[Extract to read]
■ ■ ■ ■

Saturday, May 17, 2008

Terrific Letters May 16th

Letters Published Friday May 16th, 2008, The Daily Gleaner

French culture will suffer from immersion decision

It isn't that my daughter will not have the same opportunity that I had to reap the wonderful benefits of early French immersion that makes me so angry with Education Minister Kelly Lamrock's misguided educational reforms.

It isn't that the proposed changes are putting up barriers to New Brunswickers living outside the province who would like to return home but who are now reconsidering because they want their children to learn French at an early age.

It isn't that the one-size-fits-all approach to education that Lamrock is proposing is inappropriate given children's wide range of needs and abilities.

It isn't that the students graduating in Lamrock's new plan will not have enough proficiency in French to obtain jobs requiring bilingualism.

It isn't that Lamrock is implementing all of the recommendations of a commissioned report that has been totally discredited.

It isn't even that the process that Lamrock has used to steamroll out these reforms has been completely lacking in any form of meaningful consultation with parents, teachers or the public.

No, what really riles me about Lamrock's plan is what it says about this government's views on French language and culture in this province.

■ ■ ■ ■

Dataset rows
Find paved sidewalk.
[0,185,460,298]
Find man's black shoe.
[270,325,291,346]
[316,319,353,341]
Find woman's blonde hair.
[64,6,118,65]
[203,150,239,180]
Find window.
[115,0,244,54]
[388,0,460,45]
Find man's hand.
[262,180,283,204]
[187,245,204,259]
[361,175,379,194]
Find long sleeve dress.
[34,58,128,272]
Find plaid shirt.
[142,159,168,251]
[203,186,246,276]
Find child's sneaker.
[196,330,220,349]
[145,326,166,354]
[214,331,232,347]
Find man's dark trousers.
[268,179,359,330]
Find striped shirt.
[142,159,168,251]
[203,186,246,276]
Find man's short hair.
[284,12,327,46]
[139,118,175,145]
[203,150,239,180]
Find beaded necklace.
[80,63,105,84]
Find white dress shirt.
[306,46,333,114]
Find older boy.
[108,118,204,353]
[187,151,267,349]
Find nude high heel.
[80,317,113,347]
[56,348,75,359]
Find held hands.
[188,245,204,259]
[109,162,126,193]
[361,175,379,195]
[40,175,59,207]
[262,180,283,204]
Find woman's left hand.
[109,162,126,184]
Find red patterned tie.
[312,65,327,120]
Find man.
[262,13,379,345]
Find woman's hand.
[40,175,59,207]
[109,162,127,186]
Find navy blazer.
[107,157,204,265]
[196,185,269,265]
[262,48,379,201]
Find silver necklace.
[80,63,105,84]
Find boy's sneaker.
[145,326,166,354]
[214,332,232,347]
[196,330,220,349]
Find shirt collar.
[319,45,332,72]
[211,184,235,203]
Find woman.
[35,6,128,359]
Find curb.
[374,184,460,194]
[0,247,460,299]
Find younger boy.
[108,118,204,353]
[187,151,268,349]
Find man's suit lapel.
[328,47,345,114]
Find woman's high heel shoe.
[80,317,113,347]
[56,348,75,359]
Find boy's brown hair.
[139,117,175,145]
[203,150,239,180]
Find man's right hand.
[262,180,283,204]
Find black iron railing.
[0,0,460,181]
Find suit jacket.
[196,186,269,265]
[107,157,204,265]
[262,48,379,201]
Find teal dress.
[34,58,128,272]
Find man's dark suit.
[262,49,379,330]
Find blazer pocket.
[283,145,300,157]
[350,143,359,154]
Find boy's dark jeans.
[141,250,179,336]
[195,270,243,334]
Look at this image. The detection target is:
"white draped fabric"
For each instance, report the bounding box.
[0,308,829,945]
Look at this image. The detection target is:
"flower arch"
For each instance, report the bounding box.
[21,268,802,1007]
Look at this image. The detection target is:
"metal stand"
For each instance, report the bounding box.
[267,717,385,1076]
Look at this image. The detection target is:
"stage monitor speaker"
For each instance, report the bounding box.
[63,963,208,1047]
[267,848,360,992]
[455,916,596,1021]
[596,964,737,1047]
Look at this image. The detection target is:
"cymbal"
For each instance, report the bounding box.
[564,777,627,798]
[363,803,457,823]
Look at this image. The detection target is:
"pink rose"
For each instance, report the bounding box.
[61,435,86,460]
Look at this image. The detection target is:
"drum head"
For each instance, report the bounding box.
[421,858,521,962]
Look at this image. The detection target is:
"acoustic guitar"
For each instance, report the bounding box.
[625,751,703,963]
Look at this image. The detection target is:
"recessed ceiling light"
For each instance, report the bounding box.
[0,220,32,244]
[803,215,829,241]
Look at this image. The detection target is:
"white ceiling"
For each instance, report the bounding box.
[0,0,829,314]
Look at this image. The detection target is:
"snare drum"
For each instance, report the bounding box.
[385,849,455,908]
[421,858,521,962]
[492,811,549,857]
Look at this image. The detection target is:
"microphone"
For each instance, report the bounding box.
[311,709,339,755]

■ ■ ■ ■

[To-do list]
(1) From the letter on French immersion, set down the part that opens with the words containing "It isn't even" and closes with "or the public.", word for word.
(2) List every group that, according to the letter on French immersion, was left out of any meaningful consultation on the reforms.

[Solutions in order]
(1)
It isn't even that the process that Lamrock has used to steamroll out these reforms has been completely lacking in any form of meaningful consultation with parents, teachers or the public.

(2)
- parents
- teachers
- the public